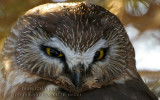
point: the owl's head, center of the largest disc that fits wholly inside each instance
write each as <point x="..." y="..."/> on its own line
<point x="77" y="46"/>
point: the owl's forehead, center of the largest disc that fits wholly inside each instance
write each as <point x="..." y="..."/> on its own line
<point x="77" y="25"/>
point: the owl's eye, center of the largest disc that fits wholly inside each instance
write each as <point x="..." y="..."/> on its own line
<point x="99" y="54"/>
<point x="53" y="52"/>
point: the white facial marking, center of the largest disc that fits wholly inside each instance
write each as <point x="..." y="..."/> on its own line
<point x="74" y="58"/>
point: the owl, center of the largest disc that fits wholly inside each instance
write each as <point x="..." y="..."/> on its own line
<point x="70" y="51"/>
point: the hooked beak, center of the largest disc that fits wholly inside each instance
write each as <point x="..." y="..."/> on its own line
<point x="77" y="76"/>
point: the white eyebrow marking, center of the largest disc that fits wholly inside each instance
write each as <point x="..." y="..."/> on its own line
<point x="73" y="58"/>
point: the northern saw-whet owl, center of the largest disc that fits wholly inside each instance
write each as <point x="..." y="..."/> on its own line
<point x="70" y="51"/>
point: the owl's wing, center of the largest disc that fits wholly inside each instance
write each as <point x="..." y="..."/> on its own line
<point x="128" y="91"/>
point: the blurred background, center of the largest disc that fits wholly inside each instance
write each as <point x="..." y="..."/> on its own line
<point x="141" y="19"/>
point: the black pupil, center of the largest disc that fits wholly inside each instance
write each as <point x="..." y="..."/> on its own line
<point x="54" y="52"/>
<point x="97" y="54"/>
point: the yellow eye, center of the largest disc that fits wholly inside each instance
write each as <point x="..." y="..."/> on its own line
<point x="53" y="52"/>
<point x="99" y="55"/>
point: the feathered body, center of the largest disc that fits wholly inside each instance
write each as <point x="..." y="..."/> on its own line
<point x="78" y="30"/>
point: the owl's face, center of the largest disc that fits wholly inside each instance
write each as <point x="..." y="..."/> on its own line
<point x="77" y="46"/>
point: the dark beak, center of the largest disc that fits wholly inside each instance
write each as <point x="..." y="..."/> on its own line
<point x="77" y="76"/>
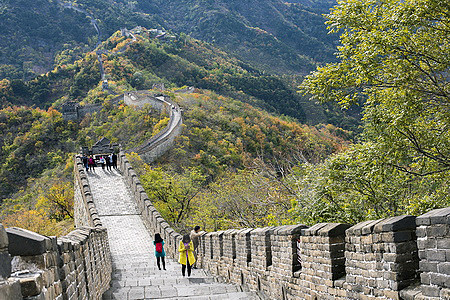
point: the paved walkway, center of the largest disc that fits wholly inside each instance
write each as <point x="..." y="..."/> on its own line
<point x="135" y="274"/>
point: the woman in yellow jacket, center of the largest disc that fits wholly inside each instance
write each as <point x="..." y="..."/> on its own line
<point x="187" y="258"/>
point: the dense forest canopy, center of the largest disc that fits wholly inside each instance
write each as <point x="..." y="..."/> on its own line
<point x="395" y="56"/>
<point x="277" y="36"/>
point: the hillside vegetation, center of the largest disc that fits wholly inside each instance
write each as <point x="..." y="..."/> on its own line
<point x="277" y="36"/>
<point x="224" y="135"/>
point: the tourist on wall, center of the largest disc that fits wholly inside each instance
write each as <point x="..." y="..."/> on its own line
<point x="187" y="259"/>
<point x="195" y="234"/>
<point x="91" y="163"/>
<point x="85" y="162"/>
<point x="108" y="163"/>
<point x="114" y="158"/>
<point x="102" y="162"/>
<point x="159" y="251"/>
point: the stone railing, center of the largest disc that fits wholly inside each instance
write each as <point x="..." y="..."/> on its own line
<point x="75" y="266"/>
<point x="400" y="257"/>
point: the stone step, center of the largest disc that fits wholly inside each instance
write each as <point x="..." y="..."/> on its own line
<point x="132" y="281"/>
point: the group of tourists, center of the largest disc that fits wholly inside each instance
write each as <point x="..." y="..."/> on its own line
<point x="188" y="251"/>
<point x="108" y="161"/>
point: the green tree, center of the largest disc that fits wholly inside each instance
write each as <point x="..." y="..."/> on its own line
<point x="395" y="55"/>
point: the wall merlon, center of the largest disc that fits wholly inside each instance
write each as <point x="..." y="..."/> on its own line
<point x="399" y="223"/>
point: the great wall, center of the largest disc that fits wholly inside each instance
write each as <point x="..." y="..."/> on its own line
<point x="402" y="257"/>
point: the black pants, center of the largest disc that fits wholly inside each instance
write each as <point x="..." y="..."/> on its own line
<point x="158" y="262"/>
<point x="183" y="269"/>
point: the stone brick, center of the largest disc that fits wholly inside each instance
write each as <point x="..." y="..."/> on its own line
<point x="10" y="290"/>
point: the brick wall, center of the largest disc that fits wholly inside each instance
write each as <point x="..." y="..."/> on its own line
<point x="75" y="266"/>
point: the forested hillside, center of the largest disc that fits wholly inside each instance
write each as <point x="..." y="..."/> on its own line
<point x="276" y="36"/>
<point x="224" y="133"/>
<point x="245" y="158"/>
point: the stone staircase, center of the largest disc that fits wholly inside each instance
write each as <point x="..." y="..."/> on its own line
<point x="135" y="273"/>
<point x="141" y="279"/>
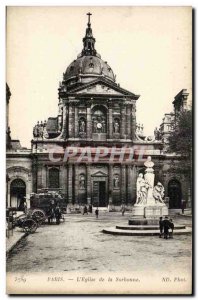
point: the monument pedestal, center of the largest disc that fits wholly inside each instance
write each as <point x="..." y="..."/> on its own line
<point x="150" y="211"/>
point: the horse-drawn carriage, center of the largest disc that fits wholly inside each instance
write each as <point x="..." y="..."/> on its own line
<point x="47" y="205"/>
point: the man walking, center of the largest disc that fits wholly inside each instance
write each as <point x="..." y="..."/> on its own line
<point x="161" y="226"/>
<point x="97" y="212"/>
<point x="171" y="226"/>
<point x="85" y="210"/>
<point x="166" y="224"/>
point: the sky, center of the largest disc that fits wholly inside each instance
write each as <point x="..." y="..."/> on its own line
<point x="148" y="48"/>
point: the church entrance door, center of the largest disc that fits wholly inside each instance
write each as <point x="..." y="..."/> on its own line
<point x="17" y="193"/>
<point x="174" y="194"/>
<point x="102" y="193"/>
<point x="99" y="194"/>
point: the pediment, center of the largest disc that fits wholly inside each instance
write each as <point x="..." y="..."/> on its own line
<point x="99" y="174"/>
<point x="102" y="86"/>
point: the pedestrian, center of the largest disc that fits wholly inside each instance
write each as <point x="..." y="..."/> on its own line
<point x="57" y="214"/>
<point x="166" y="224"/>
<point x="85" y="210"/>
<point x="161" y="226"/>
<point x="90" y="208"/>
<point x="97" y="212"/>
<point x="171" y="226"/>
<point x="183" y="205"/>
<point x="123" y="210"/>
<point x="25" y="207"/>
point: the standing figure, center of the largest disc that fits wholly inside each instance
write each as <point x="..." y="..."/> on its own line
<point x="166" y="224"/>
<point x="158" y="193"/>
<point x="57" y="214"/>
<point x="142" y="190"/>
<point x="97" y="213"/>
<point x="161" y="226"/>
<point x="85" y="210"/>
<point x="82" y="126"/>
<point x="171" y="226"/>
<point x="123" y="210"/>
<point x="116" y="126"/>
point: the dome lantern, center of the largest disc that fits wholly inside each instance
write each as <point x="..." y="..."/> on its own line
<point x="89" y="40"/>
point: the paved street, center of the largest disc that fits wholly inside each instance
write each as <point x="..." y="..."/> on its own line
<point x="79" y="245"/>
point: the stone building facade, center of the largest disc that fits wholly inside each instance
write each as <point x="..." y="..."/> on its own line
<point x="91" y="151"/>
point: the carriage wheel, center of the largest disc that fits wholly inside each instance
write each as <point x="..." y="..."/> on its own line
<point x="39" y="216"/>
<point x="29" y="226"/>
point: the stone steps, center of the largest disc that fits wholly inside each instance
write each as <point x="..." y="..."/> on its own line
<point x="149" y="232"/>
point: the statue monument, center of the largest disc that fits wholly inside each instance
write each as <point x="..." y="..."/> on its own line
<point x="149" y="200"/>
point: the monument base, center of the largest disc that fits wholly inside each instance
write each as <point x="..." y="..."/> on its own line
<point x="150" y="211"/>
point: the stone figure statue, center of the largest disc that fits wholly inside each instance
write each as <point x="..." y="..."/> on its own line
<point x="45" y="133"/>
<point x="149" y="177"/>
<point x="157" y="134"/>
<point x="82" y="126"/>
<point x="142" y="190"/>
<point x="158" y="193"/>
<point x="116" y="182"/>
<point x="116" y="126"/>
<point x="82" y="182"/>
<point x="36" y="130"/>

::::::

- _OBJECTIVE_: Copy out the lines of the entries above word for word, starting at the line that contains "point: the statue" and ending with the final line of the entries.

- _CORRECT RESPONSE_:
point: the statue monument, center of the largest disc that fits wholly inside each instance
write each as <point x="..." y="..."/> on its own line
<point x="149" y="200"/>
point: the monument base, center of the largest disc that fits wholly inside each instance
write each as <point x="..." y="..."/> on its own line
<point x="150" y="211"/>
point: the stone figure statue, center of the largest disc that fits wholly inside each instance
write each as <point x="..." y="..."/> on its own line
<point x="45" y="133"/>
<point x="149" y="177"/>
<point x="157" y="134"/>
<point x="82" y="126"/>
<point x="142" y="190"/>
<point x="158" y="193"/>
<point x="116" y="182"/>
<point x="116" y="126"/>
<point x="82" y="182"/>
<point x="36" y="130"/>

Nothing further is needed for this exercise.